(Beginning of Extract provided)

RR:C19 Evidence Scale rating by reviewer:
Potentially informative. The main claims made are not strongly justified by the methods and data, but may yield some insight. The results and conclusions of the study may resemble those from the hypothetical ideal study, but there is substantial room for doubt. Decision-makers should consider this evidence only with a thorough understanding of its weaknesses, alongside other evidence and theory. Decision-makers should not consider this actionable, unless the weaknesses are clearly understood and there is other theory and evidence to further support it.
Opaganib is a selective sphingosine kinase-2 (SK-2) inhibitor previously mainly investigated for cancer indications. However, due to potential anti-inflammatory effects, Opaganib is considered a repurposed drug for COVID-19. This proof-of-concept study is a Phase 2a randomized controlled trial investigating the efficacy and safety of Opaganib for the treatment of COVID-19 patients requiring supplementary oxygen. The study recruited 42 patients (23 patients in the Opaganib group, 19 patients in the placebo group). It used a modified intention-to-treat population for efficacy analysis (22 patients in the Opaganib group, 18 patients in the placebo group).
Numerically, a higher portion of patients in the Opaganib group required no oxygen by day 14, which provides some numerical signal for the potential efficacy of opaganib. Here are several concerns with this study:
1. Due to the limitation of data and sample size, the predefined primary outcome and several secondary outcomes were not analyzed according to what was planned. Besides, the statistical analyses of the results were descriptive. Also, there seems to be an imbalance in baseline characteristics, such as lower median age (52 vs. 61 years) a higher proportion of never-smokers (87.0% vs. 73.7%) in the Opaganib group. The contribution of the baseline imbalance to the observed difference in outcomes was uncertain. Therefore, the study results can only be hypothesis-generating and cannot be used to draw reliable conclusions for the efficacy of Opaganib. The drug's actual efficacy remains to be proved by a large-scale Phase 3 trial.
2. For COVID-19 patients requiring oxygen therapy (severe patients), the most important clinical outcomes are death and disease progression (requiring a higher level of oxygen therapy, e.g., mechanical ventilation). However, the numerical difference in intubation/mechanical ventilation (9.6% in the Opaganib group vs 11.1% in the placebo group) was very small. And the mortality benefits were largely unclear (15.0% vs. 11.9% by day 30, 15.0% vs. 19.2% by the end of safety follow-up). The reasons for the results might be a small sample size and potential baseline imbalance. Further study is needed to evaluate Opaganib‘s mortality and disease progression benefits.
3. The study used “high dose” corticosteroids as co-therapy for the patients. Currently, corticosteroids were recommended for severe COVID-19 patients with low but not high doses.1 As there is no specific description of the actual dose of the corticosteroids in the article, it is uncertain whether the use of corticosteroids may impact the study results.

(End of Extract provided)

● Exercise details
Please copy the stretch of the Opaganib trial review from "Opaganib is a" through "18 patients in the placebo group).", word for word. The items below come from a different source than the review.

(Beginning of Supplied entries)

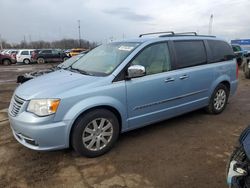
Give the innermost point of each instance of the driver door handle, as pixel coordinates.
(183, 77)
(169, 80)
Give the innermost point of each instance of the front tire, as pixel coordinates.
(218, 100)
(65, 58)
(95, 133)
(246, 70)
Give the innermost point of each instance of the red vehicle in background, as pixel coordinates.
(6, 59)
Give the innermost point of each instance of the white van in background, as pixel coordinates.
(24, 56)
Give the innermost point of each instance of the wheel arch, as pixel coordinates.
(225, 80)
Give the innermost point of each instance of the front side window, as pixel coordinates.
(154, 58)
(221, 51)
(103, 60)
(190, 53)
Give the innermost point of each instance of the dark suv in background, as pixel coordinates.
(49, 55)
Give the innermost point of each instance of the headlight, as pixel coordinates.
(43, 107)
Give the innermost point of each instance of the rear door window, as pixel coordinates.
(221, 51)
(190, 53)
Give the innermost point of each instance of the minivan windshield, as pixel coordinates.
(69, 61)
(103, 60)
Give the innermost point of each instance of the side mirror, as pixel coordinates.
(135, 71)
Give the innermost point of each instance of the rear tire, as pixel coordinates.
(95, 133)
(218, 100)
(40, 60)
(6, 62)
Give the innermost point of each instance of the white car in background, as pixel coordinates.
(24, 56)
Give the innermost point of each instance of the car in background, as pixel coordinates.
(238, 168)
(246, 63)
(24, 56)
(6, 59)
(66, 64)
(239, 53)
(76, 51)
(49, 55)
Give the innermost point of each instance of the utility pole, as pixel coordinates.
(210, 24)
(1, 43)
(79, 30)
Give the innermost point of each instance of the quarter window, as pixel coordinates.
(221, 51)
(154, 58)
(46, 51)
(190, 53)
(24, 53)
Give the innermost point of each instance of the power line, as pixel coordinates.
(79, 29)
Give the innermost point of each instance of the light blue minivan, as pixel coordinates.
(121, 86)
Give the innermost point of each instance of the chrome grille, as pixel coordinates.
(16, 105)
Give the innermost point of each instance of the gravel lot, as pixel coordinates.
(188, 151)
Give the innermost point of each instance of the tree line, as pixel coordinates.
(61, 44)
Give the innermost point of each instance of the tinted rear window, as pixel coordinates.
(221, 51)
(24, 53)
(190, 53)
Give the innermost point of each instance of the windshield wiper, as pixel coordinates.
(80, 71)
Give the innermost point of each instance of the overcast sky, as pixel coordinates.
(103, 19)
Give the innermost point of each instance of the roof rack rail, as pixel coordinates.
(187, 33)
(170, 32)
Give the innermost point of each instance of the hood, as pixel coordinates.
(55, 83)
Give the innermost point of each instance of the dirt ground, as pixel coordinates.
(188, 151)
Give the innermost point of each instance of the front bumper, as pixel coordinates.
(39, 133)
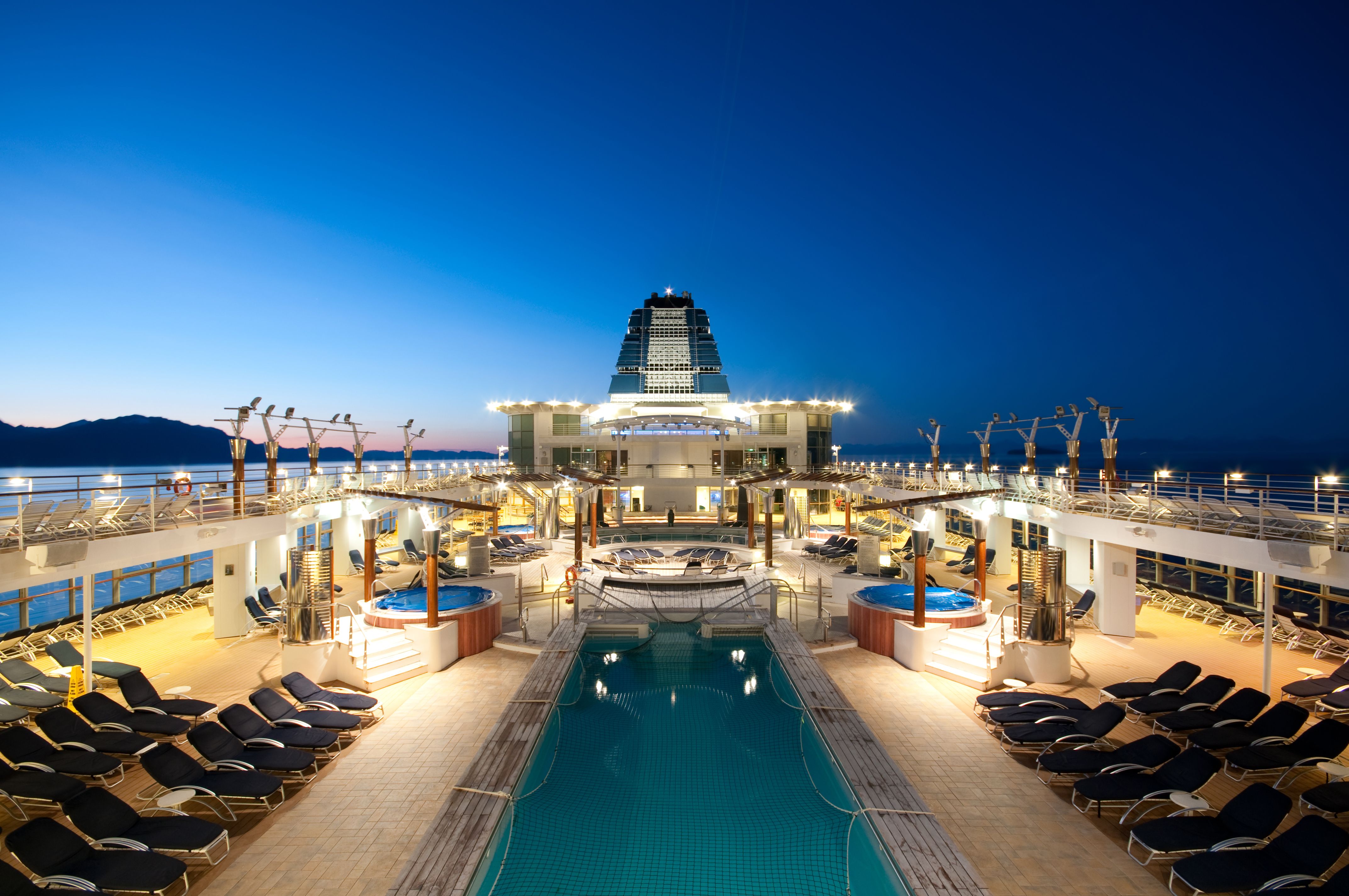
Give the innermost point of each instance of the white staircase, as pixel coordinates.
(973, 656)
(380, 656)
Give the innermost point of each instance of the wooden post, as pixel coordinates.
(749, 498)
(372, 534)
(768, 529)
(594, 524)
(921, 547)
(431, 543)
(577, 558)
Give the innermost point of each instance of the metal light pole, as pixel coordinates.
(273, 446)
(921, 548)
(408, 449)
(370, 528)
(238, 449)
(431, 544)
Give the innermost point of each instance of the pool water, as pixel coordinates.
(900, 597)
(679, 767)
(447, 598)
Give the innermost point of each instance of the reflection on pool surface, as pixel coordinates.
(682, 766)
(900, 597)
(448, 598)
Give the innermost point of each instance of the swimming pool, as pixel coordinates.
(682, 766)
(900, 597)
(447, 598)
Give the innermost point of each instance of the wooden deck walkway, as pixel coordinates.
(444, 861)
(930, 860)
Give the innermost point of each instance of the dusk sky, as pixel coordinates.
(927, 210)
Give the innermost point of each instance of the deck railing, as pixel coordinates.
(1267, 508)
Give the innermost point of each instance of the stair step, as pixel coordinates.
(958, 675)
(381, 660)
(393, 677)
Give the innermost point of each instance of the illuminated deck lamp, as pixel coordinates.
(1109, 446)
(310, 585)
(238, 447)
(408, 446)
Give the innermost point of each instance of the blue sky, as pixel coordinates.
(930, 210)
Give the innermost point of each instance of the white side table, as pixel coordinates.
(1189, 802)
(176, 798)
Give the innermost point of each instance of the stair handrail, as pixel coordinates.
(1003, 637)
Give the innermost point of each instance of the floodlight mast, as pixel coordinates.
(1074, 446)
(272, 446)
(239, 447)
(934, 440)
(409, 436)
(313, 443)
(985, 447)
(1109, 446)
(358, 438)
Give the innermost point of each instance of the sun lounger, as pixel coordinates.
(1242, 706)
(111, 824)
(342, 699)
(1248, 818)
(1323, 743)
(107, 714)
(1302, 853)
(280, 712)
(67, 729)
(227, 752)
(1132, 789)
(142, 697)
(1175, 679)
(1038, 736)
(67, 655)
(255, 731)
(1204, 696)
(27, 751)
(1081, 762)
(173, 770)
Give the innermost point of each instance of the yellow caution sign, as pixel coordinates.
(76, 685)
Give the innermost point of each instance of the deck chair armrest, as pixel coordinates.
(1284, 880)
(120, 843)
(1238, 843)
(320, 705)
(69, 882)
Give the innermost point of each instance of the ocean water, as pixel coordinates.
(682, 767)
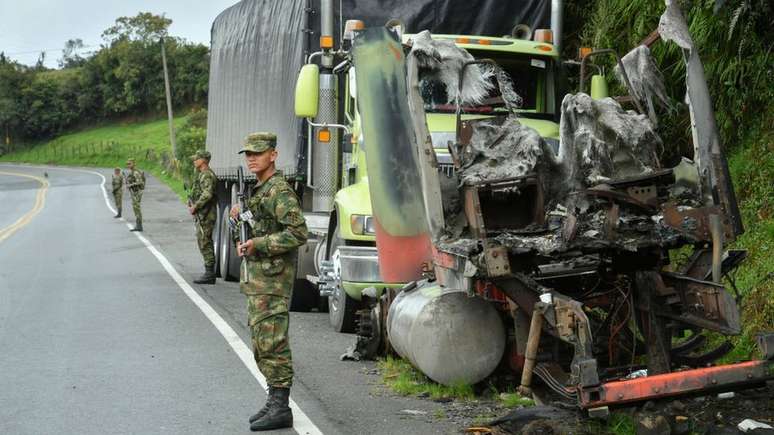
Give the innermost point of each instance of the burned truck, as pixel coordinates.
(551, 261)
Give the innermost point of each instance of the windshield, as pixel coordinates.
(531, 76)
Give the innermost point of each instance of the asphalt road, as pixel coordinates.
(97, 335)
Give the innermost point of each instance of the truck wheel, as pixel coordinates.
(304, 296)
(226, 250)
(342, 309)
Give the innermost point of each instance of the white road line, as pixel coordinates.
(40, 202)
(301, 422)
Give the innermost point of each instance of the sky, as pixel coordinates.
(28, 27)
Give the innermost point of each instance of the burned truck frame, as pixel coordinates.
(554, 262)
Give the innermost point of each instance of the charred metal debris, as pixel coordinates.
(571, 245)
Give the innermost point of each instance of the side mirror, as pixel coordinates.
(307, 91)
(598, 87)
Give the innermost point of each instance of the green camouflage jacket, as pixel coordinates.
(203, 194)
(118, 183)
(277, 229)
(135, 180)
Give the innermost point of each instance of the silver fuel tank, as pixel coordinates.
(449, 336)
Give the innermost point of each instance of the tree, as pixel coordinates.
(144, 27)
(70, 57)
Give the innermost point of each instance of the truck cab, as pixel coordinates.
(347, 256)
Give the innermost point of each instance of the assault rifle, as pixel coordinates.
(245, 216)
(189, 200)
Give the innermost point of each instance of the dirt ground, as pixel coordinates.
(709, 415)
(699, 415)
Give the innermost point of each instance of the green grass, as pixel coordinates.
(617, 424)
(514, 400)
(110, 145)
(752, 169)
(400, 376)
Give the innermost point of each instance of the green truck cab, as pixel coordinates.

(End of Supplied entries)

● Exercise answer
Opaganib is a selective sphingosine kinase-2 (SK-2) inhibitor previously mainly investigated for cancer indications. However, due to potential anti-inflammatory effects, Opaganib is considered a repurposed drug for COVID-19. This proof-of-concept study is a Phase 2a randomized controlled trial investigating the efficacy and safety of Opaganib for the treatment of COVID-19 patients requiring supplementary oxygen. The study recruited 42 patients (23 patients in the Opaganib group, 19 patients in the placebo group). It used a modified intention-to-treat population for efficacy analysis (22 patients in the Opaganib group, 18 patients in the placebo group).